=== Section Start ===
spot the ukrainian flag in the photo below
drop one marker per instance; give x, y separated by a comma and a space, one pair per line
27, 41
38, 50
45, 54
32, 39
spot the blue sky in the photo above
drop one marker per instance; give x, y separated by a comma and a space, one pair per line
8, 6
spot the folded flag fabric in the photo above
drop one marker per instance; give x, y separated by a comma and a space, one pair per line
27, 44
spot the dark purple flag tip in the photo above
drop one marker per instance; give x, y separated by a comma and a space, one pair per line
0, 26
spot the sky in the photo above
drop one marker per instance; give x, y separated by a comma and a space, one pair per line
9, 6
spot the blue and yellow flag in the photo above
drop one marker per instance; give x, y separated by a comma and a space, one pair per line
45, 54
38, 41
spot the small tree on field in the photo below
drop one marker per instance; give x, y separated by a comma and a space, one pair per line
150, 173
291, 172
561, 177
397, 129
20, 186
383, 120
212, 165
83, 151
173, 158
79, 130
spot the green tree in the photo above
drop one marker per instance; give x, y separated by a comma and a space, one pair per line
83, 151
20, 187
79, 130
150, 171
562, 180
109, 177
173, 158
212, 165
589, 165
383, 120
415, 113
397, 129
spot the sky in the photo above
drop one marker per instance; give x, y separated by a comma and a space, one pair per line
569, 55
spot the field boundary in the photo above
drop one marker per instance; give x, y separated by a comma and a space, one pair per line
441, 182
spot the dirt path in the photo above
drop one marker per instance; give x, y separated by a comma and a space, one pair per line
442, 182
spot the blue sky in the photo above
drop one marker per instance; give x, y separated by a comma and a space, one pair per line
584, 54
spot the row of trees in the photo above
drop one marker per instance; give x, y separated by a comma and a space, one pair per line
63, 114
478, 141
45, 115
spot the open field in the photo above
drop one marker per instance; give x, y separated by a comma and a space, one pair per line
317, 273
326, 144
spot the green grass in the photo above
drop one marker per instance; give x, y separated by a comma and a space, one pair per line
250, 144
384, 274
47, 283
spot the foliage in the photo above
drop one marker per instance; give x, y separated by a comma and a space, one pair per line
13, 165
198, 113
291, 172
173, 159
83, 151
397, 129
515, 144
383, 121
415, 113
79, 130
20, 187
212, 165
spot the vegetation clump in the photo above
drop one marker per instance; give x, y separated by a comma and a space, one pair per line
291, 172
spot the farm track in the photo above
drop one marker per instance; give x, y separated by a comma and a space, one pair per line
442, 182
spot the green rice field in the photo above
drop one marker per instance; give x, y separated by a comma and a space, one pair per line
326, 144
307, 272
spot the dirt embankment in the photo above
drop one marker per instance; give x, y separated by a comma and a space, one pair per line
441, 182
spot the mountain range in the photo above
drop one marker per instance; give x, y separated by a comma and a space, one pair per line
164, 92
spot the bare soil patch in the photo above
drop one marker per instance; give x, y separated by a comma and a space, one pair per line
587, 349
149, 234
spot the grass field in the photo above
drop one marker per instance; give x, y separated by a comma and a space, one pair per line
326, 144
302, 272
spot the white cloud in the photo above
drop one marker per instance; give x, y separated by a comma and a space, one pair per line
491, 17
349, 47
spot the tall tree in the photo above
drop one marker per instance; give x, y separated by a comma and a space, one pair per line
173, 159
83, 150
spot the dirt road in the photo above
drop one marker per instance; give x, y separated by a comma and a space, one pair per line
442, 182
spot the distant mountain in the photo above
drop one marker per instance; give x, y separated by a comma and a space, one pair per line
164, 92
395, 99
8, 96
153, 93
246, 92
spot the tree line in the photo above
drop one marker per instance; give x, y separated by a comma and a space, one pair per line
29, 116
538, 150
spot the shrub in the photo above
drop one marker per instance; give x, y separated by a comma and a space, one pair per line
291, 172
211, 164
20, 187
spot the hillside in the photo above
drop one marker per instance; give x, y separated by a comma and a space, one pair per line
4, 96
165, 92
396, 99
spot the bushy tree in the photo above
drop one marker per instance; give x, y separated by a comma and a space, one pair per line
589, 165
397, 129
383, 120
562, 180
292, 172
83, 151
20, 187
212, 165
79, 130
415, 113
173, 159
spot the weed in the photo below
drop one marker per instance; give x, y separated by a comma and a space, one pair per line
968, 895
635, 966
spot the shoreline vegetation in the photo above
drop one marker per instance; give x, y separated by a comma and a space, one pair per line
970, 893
=== Section End ===
__Work task__
If a line in the records includes the string "vegetation", copy it.

__Answer below__
spot the vegetation clump in the photo above
spot the shoreline vegetation in the photo above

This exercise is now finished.